__RECORDS SHOWN__.
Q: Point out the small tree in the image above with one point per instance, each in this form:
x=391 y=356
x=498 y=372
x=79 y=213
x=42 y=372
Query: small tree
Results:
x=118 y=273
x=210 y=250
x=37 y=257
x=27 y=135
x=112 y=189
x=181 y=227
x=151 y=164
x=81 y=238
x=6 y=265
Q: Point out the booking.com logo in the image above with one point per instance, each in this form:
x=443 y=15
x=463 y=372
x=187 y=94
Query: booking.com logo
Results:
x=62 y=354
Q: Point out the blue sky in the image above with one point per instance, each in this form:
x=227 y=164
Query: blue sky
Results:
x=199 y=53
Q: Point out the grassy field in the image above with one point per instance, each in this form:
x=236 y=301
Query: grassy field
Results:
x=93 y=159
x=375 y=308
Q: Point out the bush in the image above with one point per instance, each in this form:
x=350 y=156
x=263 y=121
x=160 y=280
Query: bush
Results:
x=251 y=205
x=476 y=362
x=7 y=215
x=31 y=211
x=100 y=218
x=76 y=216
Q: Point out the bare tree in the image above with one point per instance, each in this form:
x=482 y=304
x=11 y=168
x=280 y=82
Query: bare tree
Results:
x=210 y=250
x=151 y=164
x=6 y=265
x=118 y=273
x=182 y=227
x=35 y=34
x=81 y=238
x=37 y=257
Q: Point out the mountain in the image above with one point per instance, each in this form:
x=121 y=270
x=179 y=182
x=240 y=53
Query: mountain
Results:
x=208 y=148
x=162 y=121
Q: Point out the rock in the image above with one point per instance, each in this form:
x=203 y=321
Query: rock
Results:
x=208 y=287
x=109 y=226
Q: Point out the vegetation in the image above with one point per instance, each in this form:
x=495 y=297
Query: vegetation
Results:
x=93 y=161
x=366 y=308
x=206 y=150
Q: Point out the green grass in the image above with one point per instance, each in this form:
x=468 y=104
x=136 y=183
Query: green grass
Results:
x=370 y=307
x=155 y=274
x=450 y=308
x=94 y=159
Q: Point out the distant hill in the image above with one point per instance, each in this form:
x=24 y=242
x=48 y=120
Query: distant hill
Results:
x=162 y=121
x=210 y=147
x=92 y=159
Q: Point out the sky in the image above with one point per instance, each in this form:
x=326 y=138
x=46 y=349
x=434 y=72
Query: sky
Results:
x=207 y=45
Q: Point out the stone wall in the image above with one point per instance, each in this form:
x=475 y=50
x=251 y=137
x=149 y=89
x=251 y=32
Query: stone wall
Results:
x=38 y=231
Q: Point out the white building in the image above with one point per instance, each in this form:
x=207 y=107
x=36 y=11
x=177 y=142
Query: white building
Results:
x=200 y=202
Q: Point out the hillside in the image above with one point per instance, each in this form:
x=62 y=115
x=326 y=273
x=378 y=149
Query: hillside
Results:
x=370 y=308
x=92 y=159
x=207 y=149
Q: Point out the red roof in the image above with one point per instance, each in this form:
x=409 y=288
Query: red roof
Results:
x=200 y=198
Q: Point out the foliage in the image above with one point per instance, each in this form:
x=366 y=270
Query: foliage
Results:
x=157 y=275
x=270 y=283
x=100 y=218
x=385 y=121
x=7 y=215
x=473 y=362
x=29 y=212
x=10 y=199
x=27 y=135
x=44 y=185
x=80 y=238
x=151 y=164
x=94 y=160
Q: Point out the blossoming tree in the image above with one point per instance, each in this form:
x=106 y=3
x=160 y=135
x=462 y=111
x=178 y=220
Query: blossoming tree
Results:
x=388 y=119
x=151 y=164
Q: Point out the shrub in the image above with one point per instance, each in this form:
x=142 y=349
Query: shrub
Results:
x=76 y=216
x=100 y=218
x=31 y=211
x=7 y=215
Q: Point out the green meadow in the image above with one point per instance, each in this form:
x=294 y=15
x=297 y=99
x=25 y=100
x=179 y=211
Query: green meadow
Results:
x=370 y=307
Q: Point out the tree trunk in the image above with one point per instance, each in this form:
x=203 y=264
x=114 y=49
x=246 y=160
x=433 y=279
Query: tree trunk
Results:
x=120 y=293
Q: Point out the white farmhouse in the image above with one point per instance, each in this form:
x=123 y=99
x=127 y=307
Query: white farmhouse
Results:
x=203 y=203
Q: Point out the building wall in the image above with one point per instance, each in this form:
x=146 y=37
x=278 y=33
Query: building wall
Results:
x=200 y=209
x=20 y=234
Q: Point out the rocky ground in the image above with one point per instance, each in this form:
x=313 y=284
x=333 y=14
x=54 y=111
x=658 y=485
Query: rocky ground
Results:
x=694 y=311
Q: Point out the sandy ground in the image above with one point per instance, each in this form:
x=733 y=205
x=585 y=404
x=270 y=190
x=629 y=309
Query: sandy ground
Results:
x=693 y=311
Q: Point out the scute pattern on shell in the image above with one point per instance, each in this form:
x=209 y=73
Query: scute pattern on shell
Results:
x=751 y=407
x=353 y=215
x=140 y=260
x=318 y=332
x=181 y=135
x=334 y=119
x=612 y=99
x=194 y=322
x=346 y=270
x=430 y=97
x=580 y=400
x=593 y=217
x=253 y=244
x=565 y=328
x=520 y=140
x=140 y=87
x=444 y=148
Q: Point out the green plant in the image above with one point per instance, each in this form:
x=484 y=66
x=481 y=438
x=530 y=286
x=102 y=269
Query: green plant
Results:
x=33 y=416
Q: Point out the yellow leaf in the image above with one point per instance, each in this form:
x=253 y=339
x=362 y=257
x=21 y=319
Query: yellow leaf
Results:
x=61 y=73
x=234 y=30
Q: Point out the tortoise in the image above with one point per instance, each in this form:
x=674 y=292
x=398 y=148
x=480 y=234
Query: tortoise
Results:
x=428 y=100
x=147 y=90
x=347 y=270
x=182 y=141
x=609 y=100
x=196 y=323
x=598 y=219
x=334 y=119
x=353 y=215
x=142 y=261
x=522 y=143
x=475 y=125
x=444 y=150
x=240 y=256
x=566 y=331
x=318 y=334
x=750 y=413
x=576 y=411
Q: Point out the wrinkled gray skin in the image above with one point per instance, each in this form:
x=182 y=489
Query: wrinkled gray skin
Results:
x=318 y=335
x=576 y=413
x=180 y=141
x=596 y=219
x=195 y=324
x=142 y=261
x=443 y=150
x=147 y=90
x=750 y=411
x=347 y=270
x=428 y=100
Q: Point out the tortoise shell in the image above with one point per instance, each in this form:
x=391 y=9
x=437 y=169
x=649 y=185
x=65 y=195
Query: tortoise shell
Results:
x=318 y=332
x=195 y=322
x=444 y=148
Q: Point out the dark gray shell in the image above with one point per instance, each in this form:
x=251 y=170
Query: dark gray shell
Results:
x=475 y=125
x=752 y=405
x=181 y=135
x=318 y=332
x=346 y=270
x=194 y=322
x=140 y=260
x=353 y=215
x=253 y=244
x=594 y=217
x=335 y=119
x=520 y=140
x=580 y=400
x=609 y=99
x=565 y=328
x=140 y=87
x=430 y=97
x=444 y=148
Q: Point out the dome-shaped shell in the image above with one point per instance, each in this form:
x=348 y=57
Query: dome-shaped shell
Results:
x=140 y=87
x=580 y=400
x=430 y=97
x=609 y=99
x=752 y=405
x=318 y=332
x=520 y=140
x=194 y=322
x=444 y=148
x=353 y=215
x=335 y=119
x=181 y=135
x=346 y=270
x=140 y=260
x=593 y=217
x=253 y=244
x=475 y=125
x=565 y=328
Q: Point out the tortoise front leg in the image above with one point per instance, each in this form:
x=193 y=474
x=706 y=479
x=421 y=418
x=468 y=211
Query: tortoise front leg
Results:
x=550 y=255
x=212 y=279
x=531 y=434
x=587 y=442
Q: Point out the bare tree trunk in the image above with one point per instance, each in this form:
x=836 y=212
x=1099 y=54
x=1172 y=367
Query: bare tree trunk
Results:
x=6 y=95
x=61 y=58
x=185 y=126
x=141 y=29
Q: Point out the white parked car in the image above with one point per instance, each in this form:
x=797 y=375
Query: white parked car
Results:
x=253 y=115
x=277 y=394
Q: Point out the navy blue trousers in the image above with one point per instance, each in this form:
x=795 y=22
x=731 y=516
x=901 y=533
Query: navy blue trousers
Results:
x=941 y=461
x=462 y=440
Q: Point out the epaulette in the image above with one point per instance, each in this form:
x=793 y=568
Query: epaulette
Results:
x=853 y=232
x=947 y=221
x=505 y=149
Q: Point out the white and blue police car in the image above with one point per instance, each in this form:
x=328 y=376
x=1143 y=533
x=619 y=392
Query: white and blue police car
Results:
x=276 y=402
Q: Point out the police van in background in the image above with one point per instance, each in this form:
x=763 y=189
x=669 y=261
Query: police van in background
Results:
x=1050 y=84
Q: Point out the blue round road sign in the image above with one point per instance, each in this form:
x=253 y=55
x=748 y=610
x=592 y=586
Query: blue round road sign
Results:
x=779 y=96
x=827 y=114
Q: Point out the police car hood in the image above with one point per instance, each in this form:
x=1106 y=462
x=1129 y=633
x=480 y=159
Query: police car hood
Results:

__TASK DESCRIPTION__. Copy out every line of the material above that contains the string "hillside".

__TASK RESPONSE__.
Q: Point out the hillside in the image above with one point per instance, each in this form:
Query: hillside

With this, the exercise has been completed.